**What the task requires:** Print out the full listing below, word for word.

**Data listing:**
##############################
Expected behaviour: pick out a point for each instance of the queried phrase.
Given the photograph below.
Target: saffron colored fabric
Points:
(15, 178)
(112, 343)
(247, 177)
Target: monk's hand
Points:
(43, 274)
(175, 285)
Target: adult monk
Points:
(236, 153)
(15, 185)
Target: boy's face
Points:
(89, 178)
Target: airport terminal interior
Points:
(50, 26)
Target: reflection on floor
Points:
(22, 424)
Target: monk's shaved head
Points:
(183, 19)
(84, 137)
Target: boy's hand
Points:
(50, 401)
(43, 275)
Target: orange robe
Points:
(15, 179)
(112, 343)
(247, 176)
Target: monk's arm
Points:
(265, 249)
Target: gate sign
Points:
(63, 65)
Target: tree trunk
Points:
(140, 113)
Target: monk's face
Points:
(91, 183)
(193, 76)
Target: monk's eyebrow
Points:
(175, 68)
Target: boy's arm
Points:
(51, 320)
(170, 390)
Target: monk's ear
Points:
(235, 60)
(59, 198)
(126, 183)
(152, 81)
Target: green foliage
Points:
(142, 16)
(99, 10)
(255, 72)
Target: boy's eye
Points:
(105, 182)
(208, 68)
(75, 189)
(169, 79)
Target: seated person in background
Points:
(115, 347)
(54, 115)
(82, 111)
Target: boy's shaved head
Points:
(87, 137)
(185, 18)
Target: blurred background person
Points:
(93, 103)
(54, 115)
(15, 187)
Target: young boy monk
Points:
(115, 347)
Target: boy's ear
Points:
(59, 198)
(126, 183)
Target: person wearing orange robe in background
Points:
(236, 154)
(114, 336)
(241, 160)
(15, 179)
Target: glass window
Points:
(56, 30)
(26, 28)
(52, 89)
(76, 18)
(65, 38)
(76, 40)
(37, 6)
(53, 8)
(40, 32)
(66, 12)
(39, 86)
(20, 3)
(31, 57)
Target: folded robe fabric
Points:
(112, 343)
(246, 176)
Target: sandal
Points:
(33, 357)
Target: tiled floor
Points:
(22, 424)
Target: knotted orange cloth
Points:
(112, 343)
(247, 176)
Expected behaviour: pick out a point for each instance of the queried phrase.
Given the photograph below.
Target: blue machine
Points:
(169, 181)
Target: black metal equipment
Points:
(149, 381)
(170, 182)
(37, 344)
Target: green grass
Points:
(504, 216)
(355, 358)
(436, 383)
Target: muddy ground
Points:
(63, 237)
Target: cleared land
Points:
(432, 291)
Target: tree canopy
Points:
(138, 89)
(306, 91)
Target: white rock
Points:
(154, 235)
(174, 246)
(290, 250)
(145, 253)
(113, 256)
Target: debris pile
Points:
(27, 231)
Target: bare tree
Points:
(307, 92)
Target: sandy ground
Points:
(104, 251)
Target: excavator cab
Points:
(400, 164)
##############################
**Answer for this exercise:**
Expected behaviour: pick out a point for each instance of the queried phrase.
Given the photograph below.
Target: saffron colored fabric
Points:
(15, 178)
(112, 343)
(247, 177)
Target: monk's hand
Points:
(43, 274)
(175, 285)
Target: adult monk
Points:
(236, 153)
(15, 185)
Target: boy's face
Points:
(89, 178)
Target: airport terminal interior
Points:
(50, 26)
Target: reflection on floor
Points:
(22, 424)
Target: monk's shaved head
Points:
(183, 19)
(84, 137)
Target: boy's hand
Points:
(50, 401)
(43, 275)
Target: orange robe
Points:
(15, 179)
(112, 343)
(247, 176)
Target: monk's arm
Points:
(265, 249)
Target: gate sign
Points:
(63, 65)
Target: tree trunk
Points:
(140, 113)
Target: monk's face
Points:
(91, 183)
(193, 76)
Target: monk's eyebrow
Points:
(175, 68)
Target: boy's arm
Points:
(51, 320)
(170, 390)
Target: monk's ear
Points:
(235, 60)
(59, 198)
(126, 183)
(152, 81)
Target: green foliage
Points:
(142, 16)
(99, 10)
(255, 72)
Target: boy's eye
Points:
(105, 182)
(208, 68)
(75, 189)
(169, 79)
Target: seated person in background
Points:
(115, 347)
(54, 115)
(82, 111)
Target: boy's shaved head
Points:
(87, 137)
(185, 18)
Target: blurred background person
Points:
(93, 103)
(54, 115)
(15, 187)
Target: young boy monk
Points:
(115, 347)
Target: boy's ear
Points:
(59, 198)
(126, 183)
Target: person wearing orange robe in background
Points:
(236, 154)
(114, 336)
(241, 160)
(15, 179)
Target: glass window
Points:
(56, 30)
(26, 28)
(52, 89)
(76, 18)
(65, 38)
(76, 40)
(37, 6)
(53, 8)
(40, 32)
(66, 12)
(39, 86)
(20, 3)
(31, 57)
Target: folded robe fabric
Points:
(112, 343)
(246, 176)
Target: sandal
Points:
(33, 357)
Target: tiled floor
Points:
(22, 424)
Target: knotted orange cloth
Points:
(112, 343)
(247, 176)
Expected behaviour: pick out a point for each instance of the queried phrase.
Given the photograph below.
Target: blue machine
Points:
(169, 181)
Target: black metal equipment
Points:
(149, 381)
(170, 182)
(37, 344)
Target: green grass
Points:
(504, 216)
(355, 358)
(436, 383)
Target: muddy ground
Points:
(63, 237)
Target: cleared land
Points:
(432, 291)
Target: tree canopy
Points:
(138, 89)
(306, 91)
Target: white rock
Points:
(154, 235)
(174, 246)
(290, 250)
(145, 253)
(113, 256)
Target: debris pile
Points:
(27, 231)
Target: bare tree
Points:
(307, 92)
Target: sandy ground
Points:
(104, 251)
Target: excavator cab
Points:
(400, 164)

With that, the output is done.